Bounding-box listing
-.-.-
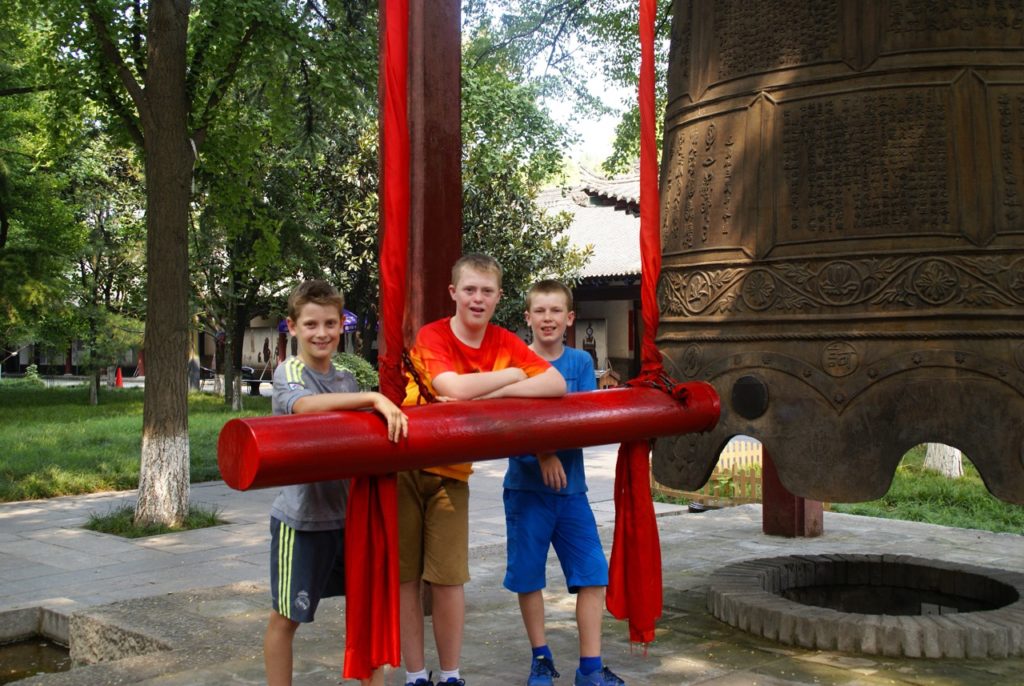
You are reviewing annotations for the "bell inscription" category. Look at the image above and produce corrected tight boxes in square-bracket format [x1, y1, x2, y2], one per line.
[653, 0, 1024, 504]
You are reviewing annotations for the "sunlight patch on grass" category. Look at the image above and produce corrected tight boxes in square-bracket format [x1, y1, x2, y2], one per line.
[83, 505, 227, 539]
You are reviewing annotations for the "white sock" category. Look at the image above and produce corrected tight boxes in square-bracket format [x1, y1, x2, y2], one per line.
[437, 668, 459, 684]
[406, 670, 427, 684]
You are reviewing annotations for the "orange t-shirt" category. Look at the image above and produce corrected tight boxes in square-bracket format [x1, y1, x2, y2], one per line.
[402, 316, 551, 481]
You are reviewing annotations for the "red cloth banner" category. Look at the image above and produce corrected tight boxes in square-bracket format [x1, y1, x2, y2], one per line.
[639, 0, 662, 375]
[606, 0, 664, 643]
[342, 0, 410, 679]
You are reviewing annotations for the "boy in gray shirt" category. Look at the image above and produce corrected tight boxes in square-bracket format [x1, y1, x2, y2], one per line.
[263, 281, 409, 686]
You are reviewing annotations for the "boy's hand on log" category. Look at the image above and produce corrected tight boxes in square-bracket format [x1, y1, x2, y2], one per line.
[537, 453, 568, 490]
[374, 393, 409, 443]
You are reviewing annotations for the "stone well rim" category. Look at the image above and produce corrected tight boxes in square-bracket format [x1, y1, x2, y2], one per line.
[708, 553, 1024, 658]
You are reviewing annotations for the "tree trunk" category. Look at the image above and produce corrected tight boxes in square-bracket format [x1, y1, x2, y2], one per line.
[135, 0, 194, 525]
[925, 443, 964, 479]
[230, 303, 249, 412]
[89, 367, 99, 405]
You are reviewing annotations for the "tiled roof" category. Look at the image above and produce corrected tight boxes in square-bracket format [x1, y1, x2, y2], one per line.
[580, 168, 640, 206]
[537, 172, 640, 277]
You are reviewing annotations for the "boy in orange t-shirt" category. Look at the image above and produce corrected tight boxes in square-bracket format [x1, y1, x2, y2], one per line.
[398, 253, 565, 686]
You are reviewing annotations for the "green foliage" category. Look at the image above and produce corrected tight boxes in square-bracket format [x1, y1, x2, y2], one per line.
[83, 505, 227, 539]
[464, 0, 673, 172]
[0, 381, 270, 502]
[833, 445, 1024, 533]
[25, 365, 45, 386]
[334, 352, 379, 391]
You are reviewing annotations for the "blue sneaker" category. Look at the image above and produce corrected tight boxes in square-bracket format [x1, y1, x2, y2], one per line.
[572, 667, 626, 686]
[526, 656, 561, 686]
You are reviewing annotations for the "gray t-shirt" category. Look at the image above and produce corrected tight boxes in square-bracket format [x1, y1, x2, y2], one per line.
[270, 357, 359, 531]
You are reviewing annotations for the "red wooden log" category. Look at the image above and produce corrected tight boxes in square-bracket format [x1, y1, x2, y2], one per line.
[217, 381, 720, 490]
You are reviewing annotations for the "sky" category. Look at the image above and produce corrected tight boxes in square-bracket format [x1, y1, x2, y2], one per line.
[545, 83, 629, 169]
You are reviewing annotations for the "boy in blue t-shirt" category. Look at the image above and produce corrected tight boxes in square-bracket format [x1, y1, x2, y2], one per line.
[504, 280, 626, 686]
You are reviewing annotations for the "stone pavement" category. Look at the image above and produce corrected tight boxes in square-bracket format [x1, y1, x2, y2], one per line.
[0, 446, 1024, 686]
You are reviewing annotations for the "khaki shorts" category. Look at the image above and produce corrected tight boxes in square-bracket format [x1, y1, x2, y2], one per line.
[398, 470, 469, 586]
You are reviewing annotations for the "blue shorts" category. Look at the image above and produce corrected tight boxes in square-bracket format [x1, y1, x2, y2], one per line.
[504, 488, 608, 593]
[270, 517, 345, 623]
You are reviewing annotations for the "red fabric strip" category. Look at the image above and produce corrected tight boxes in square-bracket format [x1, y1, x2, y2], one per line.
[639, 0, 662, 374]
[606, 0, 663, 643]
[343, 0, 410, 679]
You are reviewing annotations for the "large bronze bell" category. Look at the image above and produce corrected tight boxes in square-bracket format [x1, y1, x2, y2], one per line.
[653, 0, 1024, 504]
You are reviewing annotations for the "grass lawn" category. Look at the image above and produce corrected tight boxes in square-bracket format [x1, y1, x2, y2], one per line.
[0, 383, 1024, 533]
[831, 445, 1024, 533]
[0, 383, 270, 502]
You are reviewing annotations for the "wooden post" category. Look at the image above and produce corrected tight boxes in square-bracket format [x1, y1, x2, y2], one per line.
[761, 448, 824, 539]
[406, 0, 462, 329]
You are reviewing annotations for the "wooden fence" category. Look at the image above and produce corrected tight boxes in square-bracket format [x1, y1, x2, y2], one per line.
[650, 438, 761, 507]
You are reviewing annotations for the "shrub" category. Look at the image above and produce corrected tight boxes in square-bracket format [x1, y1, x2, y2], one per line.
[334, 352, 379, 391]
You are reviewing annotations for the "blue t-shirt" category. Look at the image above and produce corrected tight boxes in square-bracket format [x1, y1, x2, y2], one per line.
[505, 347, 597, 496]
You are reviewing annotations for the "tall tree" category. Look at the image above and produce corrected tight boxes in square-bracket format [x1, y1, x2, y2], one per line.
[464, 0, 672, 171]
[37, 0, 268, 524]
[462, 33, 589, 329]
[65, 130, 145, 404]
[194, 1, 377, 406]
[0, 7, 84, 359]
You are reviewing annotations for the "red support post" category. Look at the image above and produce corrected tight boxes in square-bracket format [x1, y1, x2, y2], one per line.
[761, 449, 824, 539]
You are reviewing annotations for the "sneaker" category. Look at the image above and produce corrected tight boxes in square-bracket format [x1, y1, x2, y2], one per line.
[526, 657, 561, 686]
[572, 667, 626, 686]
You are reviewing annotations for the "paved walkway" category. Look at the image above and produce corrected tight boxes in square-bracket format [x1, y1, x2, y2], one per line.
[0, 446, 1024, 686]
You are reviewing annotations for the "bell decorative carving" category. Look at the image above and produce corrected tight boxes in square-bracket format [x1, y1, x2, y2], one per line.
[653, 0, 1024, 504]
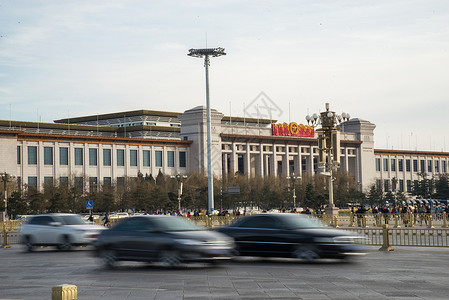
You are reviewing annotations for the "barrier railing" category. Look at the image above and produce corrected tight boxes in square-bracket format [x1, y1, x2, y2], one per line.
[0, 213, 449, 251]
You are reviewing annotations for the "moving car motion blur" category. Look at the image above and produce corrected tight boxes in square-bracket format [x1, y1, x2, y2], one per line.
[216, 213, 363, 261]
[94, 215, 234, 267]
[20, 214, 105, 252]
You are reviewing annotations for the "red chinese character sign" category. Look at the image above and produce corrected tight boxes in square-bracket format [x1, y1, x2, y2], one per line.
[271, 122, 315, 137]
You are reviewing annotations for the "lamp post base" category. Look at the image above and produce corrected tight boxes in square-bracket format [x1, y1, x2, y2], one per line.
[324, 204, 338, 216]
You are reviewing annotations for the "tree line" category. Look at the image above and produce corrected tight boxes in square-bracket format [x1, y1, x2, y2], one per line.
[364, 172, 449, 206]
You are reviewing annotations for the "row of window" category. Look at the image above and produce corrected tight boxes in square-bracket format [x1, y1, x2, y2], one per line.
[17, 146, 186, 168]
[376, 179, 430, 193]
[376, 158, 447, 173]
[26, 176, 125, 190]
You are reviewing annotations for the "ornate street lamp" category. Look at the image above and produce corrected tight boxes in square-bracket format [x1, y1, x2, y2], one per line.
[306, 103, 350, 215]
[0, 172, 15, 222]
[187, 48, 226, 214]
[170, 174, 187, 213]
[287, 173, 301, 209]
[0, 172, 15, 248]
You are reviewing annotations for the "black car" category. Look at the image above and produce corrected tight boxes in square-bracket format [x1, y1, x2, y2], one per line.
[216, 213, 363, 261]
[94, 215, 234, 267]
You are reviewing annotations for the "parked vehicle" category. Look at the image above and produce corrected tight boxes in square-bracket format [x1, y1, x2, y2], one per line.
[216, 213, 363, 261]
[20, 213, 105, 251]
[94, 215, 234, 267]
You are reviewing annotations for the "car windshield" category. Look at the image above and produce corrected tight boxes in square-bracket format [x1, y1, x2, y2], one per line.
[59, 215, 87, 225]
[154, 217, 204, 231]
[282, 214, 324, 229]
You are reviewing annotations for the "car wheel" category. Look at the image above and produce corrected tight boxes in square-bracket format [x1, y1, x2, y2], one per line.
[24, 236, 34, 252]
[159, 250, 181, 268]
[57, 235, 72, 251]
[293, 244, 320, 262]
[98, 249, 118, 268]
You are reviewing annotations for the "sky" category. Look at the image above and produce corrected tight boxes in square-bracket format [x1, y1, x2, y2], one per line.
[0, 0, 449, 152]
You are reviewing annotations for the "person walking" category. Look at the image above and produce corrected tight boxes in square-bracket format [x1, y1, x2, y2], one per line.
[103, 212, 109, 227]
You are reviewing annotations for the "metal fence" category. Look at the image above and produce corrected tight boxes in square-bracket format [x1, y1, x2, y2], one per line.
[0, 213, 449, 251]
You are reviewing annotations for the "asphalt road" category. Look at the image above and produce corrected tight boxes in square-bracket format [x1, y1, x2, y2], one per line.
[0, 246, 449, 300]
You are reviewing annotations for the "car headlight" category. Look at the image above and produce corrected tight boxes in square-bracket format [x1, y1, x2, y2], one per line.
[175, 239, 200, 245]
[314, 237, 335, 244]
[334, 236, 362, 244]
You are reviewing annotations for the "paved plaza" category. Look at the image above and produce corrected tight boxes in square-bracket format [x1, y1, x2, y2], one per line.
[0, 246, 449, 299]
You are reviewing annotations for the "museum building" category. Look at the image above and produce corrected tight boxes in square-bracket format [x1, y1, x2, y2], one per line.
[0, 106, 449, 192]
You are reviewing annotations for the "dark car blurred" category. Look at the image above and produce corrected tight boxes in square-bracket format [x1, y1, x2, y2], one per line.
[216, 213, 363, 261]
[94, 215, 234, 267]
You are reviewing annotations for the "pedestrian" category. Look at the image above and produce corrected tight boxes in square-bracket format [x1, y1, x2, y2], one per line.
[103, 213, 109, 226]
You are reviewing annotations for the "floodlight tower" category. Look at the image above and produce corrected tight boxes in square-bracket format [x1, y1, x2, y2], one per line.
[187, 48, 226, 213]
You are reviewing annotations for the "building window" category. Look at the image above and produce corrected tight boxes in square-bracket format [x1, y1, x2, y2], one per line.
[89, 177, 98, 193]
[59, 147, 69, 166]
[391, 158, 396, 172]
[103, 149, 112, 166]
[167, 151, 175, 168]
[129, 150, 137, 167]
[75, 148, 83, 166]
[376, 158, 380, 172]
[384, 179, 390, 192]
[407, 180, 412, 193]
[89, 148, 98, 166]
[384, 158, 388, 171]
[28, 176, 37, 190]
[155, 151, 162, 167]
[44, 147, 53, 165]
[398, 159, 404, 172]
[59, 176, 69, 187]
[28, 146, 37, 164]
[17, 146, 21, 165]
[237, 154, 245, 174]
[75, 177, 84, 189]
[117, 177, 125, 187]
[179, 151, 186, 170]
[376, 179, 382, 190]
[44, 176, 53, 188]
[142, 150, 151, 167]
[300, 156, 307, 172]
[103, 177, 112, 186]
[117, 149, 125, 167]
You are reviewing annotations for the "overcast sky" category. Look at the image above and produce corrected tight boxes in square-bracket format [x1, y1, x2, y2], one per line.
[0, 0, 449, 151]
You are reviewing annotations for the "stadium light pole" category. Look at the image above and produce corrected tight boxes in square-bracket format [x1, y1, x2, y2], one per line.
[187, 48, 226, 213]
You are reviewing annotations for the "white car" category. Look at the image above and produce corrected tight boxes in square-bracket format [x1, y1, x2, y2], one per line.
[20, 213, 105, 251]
-.-.-
* Work to complete:
Edit the listing from its start through the line containing "[342, 0, 410, 679]", changing "corrected" to "revised" and keeping all else the same. Leave the pictures out of your answer.

* Task solution:
You are reviewing annotations for the "bell inscription" category. Look at the image above and produce revised tight boxes in square-bracket format [x1, y1, x2, y2], one per line.
[653, 0, 1024, 504]
You are reviewing annotations for the "sunlight patch on grass" category. Look at the image above and produce revised tight boxes in square-bracket format [x1, y1, x2, y2], one per line.
[83, 505, 227, 539]
You are reviewing annotations for the "white sock" category. Look at the image above and produce revised tight boxes in square-bracket format [x1, y1, x2, y2], one per line.
[437, 668, 459, 684]
[406, 670, 427, 684]
You are reviewing annotations for the "orange t-shirt" category. Look at the image above and produce revised tight boxes in square-bracket format [x1, y1, x2, y2], one per line.
[402, 316, 551, 481]
You are reviewing annotations for the "red cloth banner" category. Look at the image above and produce revised tight boxes in square-bracket format [x1, y1, x2, y2], one per line.
[639, 0, 662, 375]
[606, 0, 664, 643]
[342, 0, 410, 679]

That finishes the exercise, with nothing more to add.